"""

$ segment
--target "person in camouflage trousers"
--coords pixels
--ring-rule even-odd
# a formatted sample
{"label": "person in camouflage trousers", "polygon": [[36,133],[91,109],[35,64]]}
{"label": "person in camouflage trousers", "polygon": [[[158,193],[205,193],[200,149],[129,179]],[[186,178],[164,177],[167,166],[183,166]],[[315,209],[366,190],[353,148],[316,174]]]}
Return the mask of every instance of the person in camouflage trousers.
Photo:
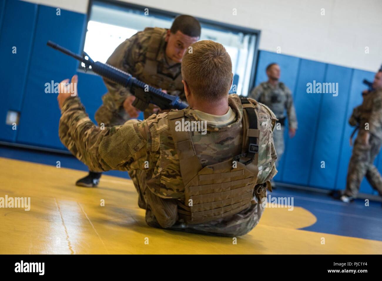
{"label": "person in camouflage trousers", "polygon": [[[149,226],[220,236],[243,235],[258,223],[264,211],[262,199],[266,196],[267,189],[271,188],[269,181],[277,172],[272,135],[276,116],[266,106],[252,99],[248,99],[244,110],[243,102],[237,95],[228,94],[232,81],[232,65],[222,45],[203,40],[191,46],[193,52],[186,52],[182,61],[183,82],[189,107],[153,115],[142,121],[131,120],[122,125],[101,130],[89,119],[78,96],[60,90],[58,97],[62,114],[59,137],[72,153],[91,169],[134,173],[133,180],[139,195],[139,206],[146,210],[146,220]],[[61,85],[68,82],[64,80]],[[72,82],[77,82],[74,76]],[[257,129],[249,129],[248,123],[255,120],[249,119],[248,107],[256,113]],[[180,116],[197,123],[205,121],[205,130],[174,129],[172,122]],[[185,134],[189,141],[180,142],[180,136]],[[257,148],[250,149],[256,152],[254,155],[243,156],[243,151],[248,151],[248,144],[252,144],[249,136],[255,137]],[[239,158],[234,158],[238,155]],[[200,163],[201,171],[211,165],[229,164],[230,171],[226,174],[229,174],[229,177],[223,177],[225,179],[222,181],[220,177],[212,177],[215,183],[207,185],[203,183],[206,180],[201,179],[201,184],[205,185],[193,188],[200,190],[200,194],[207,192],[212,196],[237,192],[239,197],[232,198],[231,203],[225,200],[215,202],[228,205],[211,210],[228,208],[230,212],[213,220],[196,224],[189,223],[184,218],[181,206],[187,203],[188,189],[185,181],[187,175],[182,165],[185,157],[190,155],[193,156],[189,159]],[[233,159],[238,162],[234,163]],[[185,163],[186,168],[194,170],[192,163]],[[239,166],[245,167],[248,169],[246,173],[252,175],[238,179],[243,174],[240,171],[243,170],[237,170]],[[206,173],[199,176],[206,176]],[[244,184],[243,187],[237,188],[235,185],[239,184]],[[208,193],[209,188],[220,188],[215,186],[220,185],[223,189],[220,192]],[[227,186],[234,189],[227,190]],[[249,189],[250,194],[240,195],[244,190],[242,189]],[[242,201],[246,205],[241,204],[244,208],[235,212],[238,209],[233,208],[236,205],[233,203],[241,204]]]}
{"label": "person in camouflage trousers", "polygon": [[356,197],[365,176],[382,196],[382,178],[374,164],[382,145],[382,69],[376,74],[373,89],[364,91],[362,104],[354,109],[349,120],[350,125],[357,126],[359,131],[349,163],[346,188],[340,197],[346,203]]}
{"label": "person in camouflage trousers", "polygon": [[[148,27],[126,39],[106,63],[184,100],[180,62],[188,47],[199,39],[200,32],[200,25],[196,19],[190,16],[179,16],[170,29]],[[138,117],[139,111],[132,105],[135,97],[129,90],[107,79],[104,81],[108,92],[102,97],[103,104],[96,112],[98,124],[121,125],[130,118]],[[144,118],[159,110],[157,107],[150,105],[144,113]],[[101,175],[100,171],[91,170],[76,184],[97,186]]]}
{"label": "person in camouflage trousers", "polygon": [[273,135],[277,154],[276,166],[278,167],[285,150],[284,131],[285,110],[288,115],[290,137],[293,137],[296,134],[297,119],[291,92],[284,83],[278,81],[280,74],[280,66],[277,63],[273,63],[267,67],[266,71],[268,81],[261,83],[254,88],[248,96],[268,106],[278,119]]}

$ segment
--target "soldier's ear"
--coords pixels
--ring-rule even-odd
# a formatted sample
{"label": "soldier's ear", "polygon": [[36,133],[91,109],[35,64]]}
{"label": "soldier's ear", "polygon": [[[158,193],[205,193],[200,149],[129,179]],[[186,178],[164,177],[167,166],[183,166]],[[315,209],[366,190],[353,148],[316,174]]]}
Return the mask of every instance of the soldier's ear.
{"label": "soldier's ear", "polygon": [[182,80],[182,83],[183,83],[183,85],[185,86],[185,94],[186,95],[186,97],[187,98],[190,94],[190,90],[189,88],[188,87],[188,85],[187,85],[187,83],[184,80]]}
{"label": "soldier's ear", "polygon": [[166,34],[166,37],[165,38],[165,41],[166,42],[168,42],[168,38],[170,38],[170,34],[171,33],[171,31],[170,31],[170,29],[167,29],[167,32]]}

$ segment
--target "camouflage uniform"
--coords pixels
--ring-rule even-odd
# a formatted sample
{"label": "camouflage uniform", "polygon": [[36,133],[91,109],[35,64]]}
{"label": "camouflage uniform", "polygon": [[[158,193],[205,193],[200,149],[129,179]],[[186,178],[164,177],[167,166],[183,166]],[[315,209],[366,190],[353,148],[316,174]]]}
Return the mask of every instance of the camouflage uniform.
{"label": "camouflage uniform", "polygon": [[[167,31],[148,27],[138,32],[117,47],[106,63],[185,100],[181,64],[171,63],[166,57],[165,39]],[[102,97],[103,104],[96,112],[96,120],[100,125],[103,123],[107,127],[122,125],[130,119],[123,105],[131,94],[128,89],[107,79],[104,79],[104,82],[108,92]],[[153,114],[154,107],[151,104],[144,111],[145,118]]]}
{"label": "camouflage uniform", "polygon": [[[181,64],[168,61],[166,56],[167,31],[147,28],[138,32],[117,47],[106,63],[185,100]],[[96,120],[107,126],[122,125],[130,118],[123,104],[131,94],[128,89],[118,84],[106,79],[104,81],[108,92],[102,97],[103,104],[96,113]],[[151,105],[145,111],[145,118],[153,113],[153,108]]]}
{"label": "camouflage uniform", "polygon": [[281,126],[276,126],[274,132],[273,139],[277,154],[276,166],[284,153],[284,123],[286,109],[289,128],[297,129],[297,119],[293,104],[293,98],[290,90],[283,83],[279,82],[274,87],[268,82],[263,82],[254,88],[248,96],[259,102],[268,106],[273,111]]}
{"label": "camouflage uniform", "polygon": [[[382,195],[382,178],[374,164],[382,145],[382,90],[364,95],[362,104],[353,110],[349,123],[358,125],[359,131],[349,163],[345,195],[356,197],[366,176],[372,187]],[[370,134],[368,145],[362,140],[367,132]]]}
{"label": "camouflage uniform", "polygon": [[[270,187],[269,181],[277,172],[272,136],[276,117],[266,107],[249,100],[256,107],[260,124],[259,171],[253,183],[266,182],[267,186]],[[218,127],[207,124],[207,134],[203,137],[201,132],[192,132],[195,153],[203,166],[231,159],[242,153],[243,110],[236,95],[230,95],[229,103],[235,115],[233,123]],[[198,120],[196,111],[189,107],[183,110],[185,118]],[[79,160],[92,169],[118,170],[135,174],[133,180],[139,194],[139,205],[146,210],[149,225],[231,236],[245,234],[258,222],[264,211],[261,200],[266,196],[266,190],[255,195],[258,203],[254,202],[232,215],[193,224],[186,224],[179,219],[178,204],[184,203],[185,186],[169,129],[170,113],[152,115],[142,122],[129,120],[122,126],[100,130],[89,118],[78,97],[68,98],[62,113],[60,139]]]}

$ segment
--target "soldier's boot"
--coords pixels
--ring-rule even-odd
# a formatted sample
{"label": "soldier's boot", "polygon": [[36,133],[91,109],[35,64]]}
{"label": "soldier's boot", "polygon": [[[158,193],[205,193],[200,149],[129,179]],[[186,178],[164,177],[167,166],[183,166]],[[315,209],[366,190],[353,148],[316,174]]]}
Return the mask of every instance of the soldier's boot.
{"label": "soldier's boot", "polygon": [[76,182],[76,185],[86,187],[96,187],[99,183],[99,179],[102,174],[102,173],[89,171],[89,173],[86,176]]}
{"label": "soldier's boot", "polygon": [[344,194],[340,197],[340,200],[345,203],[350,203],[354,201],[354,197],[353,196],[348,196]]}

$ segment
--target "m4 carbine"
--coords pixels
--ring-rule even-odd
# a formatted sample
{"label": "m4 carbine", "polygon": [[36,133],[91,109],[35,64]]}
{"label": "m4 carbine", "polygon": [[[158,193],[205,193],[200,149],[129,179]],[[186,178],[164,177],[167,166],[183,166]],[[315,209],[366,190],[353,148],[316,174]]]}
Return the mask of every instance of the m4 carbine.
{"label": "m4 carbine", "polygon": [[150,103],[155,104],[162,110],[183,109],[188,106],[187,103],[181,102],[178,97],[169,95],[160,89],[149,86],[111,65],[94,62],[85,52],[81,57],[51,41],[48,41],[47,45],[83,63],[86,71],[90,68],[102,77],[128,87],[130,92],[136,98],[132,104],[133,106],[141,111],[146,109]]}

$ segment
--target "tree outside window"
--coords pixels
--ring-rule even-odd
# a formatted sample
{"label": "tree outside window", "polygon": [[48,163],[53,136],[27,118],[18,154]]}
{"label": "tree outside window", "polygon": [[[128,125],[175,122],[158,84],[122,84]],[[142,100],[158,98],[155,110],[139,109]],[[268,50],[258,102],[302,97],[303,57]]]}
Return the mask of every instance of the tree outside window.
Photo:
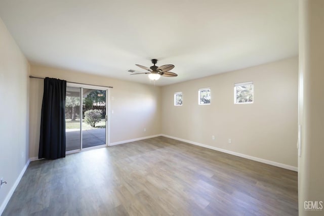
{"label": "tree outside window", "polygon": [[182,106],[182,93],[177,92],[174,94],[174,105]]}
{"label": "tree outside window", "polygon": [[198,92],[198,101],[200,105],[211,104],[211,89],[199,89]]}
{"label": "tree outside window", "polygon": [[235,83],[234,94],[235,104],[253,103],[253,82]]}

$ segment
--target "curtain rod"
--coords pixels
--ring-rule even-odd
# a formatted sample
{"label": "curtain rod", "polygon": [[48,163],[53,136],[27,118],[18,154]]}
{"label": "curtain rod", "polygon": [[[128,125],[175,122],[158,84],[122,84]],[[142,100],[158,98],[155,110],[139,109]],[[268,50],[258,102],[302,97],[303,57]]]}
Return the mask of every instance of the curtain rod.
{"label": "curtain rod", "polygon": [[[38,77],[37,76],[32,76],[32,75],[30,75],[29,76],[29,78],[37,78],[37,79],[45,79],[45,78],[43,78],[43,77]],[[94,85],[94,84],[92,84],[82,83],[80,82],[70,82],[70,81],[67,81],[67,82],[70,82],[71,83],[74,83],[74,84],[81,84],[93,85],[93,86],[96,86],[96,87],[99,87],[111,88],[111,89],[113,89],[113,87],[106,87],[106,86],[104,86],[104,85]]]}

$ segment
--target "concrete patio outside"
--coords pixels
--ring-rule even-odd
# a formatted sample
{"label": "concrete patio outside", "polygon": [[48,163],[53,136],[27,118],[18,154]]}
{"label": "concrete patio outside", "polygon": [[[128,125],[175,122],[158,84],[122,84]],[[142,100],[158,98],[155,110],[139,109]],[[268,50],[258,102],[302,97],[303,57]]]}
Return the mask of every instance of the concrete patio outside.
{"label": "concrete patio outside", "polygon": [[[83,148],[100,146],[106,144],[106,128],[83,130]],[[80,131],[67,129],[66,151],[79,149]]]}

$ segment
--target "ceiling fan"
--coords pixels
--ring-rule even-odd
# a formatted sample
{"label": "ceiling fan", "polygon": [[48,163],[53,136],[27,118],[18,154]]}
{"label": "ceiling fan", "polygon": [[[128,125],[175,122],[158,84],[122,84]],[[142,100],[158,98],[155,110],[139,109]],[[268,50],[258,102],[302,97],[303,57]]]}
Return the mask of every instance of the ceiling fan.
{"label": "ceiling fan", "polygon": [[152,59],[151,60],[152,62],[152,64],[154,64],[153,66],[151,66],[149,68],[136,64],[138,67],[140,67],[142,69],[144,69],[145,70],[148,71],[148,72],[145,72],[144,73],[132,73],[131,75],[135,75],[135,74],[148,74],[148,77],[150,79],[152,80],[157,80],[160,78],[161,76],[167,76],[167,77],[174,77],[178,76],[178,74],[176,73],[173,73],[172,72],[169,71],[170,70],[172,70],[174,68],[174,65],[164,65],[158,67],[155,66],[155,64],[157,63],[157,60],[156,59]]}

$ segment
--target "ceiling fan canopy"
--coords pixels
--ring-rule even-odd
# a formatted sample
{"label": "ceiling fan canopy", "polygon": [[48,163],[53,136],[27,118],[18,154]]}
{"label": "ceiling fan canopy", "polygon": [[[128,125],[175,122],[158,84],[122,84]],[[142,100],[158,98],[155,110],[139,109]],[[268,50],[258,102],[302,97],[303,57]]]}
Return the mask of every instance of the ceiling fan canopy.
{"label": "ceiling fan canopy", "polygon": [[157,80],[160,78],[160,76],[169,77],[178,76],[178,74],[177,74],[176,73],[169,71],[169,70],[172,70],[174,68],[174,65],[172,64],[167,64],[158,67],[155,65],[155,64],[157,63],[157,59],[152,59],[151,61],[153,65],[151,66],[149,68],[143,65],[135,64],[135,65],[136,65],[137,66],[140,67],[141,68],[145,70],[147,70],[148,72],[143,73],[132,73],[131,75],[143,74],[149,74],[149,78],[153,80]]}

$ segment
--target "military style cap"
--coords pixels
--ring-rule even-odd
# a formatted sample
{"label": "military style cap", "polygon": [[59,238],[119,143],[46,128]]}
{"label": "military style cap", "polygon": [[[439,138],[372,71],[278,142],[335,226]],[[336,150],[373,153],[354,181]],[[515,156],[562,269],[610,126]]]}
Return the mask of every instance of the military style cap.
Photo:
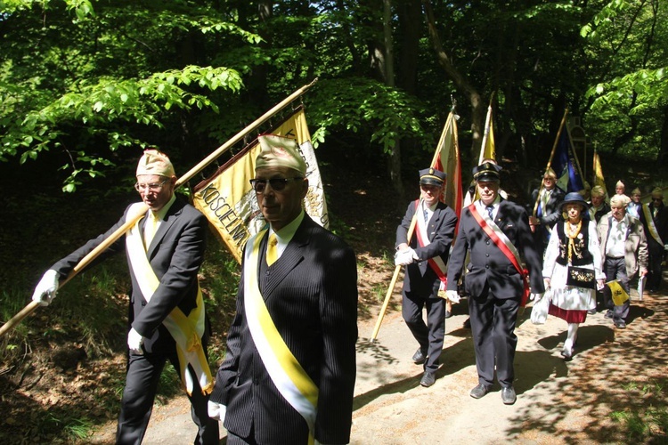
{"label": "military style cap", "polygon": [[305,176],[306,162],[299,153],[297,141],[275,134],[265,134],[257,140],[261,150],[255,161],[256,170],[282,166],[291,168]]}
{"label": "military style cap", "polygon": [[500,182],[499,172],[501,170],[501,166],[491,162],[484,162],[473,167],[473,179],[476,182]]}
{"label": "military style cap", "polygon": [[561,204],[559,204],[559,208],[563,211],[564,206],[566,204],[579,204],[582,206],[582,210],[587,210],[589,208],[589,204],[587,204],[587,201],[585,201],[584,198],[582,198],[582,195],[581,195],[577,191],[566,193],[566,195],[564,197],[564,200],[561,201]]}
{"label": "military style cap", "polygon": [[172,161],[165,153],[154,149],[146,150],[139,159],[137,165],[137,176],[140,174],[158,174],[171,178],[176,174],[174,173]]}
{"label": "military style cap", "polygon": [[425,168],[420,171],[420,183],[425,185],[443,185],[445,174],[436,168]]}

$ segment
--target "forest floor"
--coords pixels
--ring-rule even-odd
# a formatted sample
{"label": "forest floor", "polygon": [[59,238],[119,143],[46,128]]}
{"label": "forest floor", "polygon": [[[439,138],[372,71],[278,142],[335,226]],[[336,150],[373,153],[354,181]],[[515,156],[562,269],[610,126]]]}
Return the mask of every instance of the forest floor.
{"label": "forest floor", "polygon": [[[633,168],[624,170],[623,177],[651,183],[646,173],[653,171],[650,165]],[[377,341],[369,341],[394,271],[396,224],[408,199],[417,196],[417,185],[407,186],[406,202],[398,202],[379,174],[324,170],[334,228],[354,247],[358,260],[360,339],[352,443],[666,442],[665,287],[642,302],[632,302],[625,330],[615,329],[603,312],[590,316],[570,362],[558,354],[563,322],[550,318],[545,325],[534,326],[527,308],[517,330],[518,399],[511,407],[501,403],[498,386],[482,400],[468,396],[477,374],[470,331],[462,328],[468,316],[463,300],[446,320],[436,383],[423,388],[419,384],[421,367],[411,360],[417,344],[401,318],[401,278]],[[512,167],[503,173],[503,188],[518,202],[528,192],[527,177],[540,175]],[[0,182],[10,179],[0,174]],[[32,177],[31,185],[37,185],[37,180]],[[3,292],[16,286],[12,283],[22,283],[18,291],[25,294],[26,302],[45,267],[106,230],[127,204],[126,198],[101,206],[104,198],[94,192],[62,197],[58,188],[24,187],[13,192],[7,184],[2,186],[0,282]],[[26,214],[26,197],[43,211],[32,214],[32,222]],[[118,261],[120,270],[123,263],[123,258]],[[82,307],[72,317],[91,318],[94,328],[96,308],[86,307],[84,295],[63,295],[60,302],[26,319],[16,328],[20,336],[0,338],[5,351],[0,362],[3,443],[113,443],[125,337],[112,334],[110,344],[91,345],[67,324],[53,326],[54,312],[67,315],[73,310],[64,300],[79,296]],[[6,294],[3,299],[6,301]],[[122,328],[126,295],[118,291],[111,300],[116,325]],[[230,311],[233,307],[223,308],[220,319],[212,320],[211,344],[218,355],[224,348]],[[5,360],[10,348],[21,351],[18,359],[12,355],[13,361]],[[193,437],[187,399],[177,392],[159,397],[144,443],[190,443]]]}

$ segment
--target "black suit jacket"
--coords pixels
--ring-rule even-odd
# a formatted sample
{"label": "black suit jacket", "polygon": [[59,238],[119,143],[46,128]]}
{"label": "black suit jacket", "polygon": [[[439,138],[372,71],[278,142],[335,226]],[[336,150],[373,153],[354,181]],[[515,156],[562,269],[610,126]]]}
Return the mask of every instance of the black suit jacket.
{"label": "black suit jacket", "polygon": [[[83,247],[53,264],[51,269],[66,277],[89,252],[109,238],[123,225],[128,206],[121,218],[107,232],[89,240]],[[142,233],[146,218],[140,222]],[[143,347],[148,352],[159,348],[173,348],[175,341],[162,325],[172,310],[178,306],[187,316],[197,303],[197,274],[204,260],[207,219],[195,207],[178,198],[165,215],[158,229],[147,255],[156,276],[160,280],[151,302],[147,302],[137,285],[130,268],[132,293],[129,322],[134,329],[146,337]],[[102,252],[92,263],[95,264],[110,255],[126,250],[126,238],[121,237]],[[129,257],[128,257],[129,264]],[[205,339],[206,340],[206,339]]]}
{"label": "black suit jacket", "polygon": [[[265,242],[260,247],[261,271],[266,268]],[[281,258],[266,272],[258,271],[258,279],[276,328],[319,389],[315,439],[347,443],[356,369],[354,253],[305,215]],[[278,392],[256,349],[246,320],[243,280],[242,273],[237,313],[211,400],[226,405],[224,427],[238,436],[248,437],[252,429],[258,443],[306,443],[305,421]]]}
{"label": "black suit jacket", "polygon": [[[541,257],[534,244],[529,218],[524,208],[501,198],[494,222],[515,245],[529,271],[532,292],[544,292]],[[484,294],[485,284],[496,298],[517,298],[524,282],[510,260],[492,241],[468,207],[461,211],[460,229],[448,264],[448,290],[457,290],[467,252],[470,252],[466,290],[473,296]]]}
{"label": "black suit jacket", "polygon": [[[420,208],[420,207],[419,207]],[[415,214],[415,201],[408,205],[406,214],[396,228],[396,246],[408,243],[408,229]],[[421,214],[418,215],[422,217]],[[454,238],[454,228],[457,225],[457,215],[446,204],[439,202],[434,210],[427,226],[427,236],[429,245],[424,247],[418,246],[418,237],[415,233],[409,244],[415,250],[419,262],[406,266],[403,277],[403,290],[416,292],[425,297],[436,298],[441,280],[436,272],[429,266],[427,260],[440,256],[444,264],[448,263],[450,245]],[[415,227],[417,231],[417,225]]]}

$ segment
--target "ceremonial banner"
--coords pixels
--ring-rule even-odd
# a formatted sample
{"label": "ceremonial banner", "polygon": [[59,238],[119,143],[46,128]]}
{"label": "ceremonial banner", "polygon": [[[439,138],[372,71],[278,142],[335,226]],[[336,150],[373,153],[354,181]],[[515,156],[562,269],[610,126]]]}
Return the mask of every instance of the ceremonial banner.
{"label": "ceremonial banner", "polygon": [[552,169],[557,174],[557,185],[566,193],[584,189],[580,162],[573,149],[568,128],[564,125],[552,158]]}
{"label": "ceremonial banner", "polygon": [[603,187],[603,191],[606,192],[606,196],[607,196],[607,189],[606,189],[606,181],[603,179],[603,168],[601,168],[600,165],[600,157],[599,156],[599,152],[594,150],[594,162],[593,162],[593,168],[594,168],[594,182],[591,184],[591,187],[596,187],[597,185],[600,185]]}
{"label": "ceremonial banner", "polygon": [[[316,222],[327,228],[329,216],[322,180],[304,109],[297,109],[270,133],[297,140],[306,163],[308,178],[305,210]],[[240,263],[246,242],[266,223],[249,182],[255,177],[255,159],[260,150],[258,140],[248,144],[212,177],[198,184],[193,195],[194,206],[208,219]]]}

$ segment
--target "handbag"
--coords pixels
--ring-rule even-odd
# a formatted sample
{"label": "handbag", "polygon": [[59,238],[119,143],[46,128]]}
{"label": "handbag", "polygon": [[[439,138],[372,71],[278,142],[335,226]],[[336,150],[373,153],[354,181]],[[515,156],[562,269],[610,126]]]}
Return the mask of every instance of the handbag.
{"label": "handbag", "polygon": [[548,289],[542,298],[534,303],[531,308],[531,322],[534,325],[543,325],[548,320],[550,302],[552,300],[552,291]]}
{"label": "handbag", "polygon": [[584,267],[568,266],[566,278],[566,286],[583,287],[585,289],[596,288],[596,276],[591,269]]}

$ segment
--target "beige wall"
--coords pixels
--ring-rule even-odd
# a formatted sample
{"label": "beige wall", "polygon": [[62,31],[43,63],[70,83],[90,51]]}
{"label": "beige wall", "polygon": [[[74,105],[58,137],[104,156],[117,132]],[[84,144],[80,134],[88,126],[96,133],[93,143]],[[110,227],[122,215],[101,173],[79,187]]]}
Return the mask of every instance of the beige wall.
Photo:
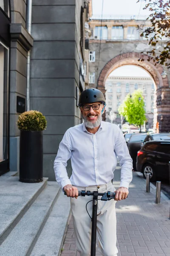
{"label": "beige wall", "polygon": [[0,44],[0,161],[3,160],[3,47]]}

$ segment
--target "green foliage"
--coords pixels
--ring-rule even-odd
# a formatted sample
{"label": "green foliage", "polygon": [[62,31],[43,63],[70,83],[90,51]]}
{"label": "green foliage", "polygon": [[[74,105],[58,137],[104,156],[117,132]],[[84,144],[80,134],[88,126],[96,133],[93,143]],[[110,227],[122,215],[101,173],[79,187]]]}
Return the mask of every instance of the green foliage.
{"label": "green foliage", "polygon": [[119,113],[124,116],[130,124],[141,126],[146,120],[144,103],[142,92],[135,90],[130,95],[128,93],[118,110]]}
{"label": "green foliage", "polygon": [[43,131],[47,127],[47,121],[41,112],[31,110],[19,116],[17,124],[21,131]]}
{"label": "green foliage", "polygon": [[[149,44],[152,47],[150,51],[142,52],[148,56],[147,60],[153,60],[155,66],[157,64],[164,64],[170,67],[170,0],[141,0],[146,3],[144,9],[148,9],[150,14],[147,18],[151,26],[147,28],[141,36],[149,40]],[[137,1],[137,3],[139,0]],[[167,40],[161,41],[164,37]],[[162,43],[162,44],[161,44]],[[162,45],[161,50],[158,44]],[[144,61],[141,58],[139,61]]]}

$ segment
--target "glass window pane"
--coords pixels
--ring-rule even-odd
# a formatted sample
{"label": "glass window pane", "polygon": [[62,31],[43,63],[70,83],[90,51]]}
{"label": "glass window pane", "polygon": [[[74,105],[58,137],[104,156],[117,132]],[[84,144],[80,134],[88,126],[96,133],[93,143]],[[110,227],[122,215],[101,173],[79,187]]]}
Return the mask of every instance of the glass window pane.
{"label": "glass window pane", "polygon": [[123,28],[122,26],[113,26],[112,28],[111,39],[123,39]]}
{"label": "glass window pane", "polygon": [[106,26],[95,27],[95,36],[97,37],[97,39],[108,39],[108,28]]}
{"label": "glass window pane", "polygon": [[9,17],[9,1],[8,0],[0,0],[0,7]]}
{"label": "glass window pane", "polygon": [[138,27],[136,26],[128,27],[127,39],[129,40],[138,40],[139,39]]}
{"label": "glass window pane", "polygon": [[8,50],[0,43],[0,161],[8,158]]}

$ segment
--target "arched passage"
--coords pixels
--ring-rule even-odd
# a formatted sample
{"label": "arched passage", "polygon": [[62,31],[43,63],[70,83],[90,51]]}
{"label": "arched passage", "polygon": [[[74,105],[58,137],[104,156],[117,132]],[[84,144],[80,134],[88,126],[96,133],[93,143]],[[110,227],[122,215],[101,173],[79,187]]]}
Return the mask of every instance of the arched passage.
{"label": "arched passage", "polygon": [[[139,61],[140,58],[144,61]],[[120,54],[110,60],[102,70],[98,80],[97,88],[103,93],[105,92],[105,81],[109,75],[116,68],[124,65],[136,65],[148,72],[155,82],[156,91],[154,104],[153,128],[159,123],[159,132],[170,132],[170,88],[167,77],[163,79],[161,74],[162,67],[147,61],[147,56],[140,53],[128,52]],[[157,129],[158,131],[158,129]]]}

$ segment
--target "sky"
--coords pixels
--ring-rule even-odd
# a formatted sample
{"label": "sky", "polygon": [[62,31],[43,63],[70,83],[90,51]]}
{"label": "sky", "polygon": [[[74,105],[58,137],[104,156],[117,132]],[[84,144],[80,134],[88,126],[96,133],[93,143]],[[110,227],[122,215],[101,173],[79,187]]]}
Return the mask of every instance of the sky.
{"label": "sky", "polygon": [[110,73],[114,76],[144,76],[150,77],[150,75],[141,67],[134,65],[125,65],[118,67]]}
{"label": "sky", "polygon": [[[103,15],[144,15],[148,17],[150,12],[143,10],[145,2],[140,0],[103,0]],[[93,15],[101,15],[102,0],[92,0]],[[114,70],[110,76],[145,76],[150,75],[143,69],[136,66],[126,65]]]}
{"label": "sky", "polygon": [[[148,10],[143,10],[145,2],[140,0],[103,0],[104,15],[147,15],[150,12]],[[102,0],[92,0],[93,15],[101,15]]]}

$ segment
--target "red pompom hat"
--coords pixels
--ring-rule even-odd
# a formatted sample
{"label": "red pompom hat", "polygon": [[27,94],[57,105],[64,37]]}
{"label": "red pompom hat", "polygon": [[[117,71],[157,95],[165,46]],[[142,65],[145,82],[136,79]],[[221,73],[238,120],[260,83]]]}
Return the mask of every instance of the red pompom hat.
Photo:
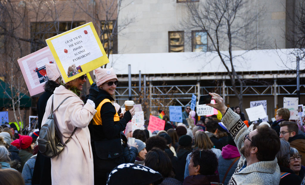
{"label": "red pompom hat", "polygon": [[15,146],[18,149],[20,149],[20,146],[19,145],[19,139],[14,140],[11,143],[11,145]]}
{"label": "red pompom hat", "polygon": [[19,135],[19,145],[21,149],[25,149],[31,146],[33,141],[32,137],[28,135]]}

"""

WHAT IS NEEDED -
Identify every line of the records that contains the string "outside", treating uppercase and lowercase letters as different.

CORRECT OUTPUT -
--target "tree outside window"
{"label": "tree outside window", "polygon": [[48,163],[53,136],[27,118],[18,154]]}
{"label": "tree outside window", "polygon": [[[128,125],[175,122],[158,84],[122,84]],[[142,100],[158,98],[155,110],[139,109]],[[268,50],[258,102],[302,97],[303,57]]]}
Return the mask of every instance of the tree outside window.
{"label": "tree outside window", "polygon": [[182,106],[182,93],[177,92],[174,94],[174,105]]}
{"label": "tree outside window", "polygon": [[198,92],[198,101],[200,105],[211,104],[211,89],[199,89]]}
{"label": "tree outside window", "polygon": [[235,83],[234,94],[235,104],[253,103],[253,82]]}
--target "concrete patio outside"
{"label": "concrete patio outside", "polygon": [[48,163],[53,136],[27,118],[18,154]]}
{"label": "concrete patio outside", "polygon": [[[128,125],[175,122],[158,84],[122,84]],[[142,100],[158,98],[155,110],[139,109]],[[268,50],[258,102],[302,97],[303,57]]]}
Return the mask of every instance of the concrete patio outside.
{"label": "concrete patio outside", "polygon": [[[83,148],[100,146],[106,144],[106,128],[83,130]],[[80,131],[67,129],[66,151],[79,149]]]}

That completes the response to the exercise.